:: MATERIAL TO PROCESS

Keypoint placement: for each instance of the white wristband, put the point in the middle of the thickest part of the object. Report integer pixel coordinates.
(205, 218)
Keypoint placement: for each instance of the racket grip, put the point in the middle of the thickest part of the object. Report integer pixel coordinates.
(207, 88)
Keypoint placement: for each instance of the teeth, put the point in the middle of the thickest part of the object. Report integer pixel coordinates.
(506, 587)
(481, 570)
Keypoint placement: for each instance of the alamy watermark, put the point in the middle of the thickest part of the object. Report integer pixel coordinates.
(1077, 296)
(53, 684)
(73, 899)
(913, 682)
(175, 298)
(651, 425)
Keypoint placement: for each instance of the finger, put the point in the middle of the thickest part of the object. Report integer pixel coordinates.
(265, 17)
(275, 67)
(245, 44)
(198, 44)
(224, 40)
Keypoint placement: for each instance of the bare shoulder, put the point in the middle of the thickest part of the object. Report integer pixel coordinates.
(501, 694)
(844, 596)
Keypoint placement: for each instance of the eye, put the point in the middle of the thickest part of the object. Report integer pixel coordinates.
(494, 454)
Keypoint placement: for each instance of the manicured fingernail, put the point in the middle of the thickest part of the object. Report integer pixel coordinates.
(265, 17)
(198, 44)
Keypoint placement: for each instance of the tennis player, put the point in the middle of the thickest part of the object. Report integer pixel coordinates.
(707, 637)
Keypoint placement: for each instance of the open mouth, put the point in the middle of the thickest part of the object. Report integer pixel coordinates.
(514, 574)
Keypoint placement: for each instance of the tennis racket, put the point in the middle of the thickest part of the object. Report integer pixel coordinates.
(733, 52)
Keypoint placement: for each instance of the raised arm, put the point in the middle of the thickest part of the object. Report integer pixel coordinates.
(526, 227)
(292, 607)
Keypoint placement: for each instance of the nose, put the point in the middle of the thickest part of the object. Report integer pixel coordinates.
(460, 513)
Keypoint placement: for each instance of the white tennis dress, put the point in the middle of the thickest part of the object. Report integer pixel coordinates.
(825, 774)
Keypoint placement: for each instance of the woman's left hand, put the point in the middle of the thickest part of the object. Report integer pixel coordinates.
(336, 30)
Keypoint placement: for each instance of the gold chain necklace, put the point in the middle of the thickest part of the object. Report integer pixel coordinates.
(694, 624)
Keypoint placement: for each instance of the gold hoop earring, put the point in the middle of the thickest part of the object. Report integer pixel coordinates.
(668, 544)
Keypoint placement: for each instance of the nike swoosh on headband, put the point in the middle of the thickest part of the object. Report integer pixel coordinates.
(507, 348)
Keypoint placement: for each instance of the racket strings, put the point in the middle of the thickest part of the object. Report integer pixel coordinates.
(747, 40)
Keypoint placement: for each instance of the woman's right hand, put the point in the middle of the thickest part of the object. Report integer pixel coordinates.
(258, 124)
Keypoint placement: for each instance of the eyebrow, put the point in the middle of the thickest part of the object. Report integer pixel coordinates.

::::

→ ABOUT THIS TASK: Output each of the records exactly as it stands above.

→ ANSWER FOR THE TASK:
Keypoint placement: for each instance of the white wristband, put the point in the middle of the thickest part of the object. Report integer pixel coordinates.
(205, 218)
Keypoint placement: for each instance of the racket grip, put the point in the middle of the thickest part of the object. Report integer pixel coordinates.
(207, 88)
Keypoint placement: for each instance of the teeth, put the point in the middle of the thickest part of the object. Report integer pixel coordinates.
(506, 587)
(481, 570)
Keypoint placement: for each instance of the alamy watermark, put the point in the middle of the thickest part of the object. Report integer pixel coordinates.
(1077, 296)
(53, 684)
(73, 899)
(913, 682)
(175, 298)
(651, 425)
Keypoint placement: for each instance of the finger, put the point in the middle of the thickest part of the object. Report integer pixel coordinates.
(265, 17)
(275, 67)
(245, 44)
(198, 44)
(224, 40)
Keypoint placement: for each instance of the bare shoulder, put the point in the middle of the thickest part of the object. Report integer pixel coordinates.
(501, 694)
(844, 596)
Keypoint placement: for each instance of the eye, put the point in the middle of the thickest part of the object. Report integer pixel coordinates.
(494, 454)
Keypoint placement: for each instance of the manicured fingernail, put the point in the middle of the thickest part of the object. Report integer pixel coordinates.
(265, 17)
(198, 44)
Keypoint placement: for each instance of the tennis player, put the point in the middle of the thickest part of the object. Report integer pixel coordinates.
(707, 637)
Keypoint placement: for each instance of the open mouth, put the point in the middle of the thickest part of the object. Report integer pixel coordinates.
(514, 574)
Keypoint placement: for each instance of the tennis racket, put the point in the middle of the thickest part of the object. Report integer pixel coordinates.
(733, 52)
Keypoint placement: for each instance of the raised arm, put the point in the middle of the thickest part of the object. Report integer pixel coordinates.
(526, 227)
(292, 607)
Keypoint placement: for each instance of the nose, put the point in the middle of the thickest part of the object. Report integer pixel coordinates.
(460, 513)
Keypoint placement: for each instance of the white tennis dress, put the point in the middle of the thickest part of the object. Report integer pixel coordinates.
(825, 774)
Keypoint placement: for each instance of the woman's left hand, put the point in the middle of the thickest part of the object. Report integer pixel coordinates.
(336, 30)
Keypoint placement: for each instance of the gold chain necklace, put the point in the middle of the thickest part of the object. Report integer pixel coordinates.
(694, 624)
Keypoint placement: for each instance of the gold hoop earring, put the point in the middle of the thickest part of the object. Report integer pixel coordinates.
(668, 544)
Keypoint placement: for each instance of the nike swoosh on headband, put the point in the middle of the thickest part of the object. Report integer pixel coordinates.
(507, 348)
Keypoint placement: for each instance of the racket strings, put the point in the middle of the thickest part of the object. Report integer pixel coordinates.
(747, 40)
Keypoint placement: for each instance of the woman's right hand, put the point in the middle of the thickest part of the object. Report integer pixel coordinates.
(258, 124)
Keypoint placement: for each instance of the eyebrow, put the point in the middle of the thickest part of the object. Report integer pixel coordinates.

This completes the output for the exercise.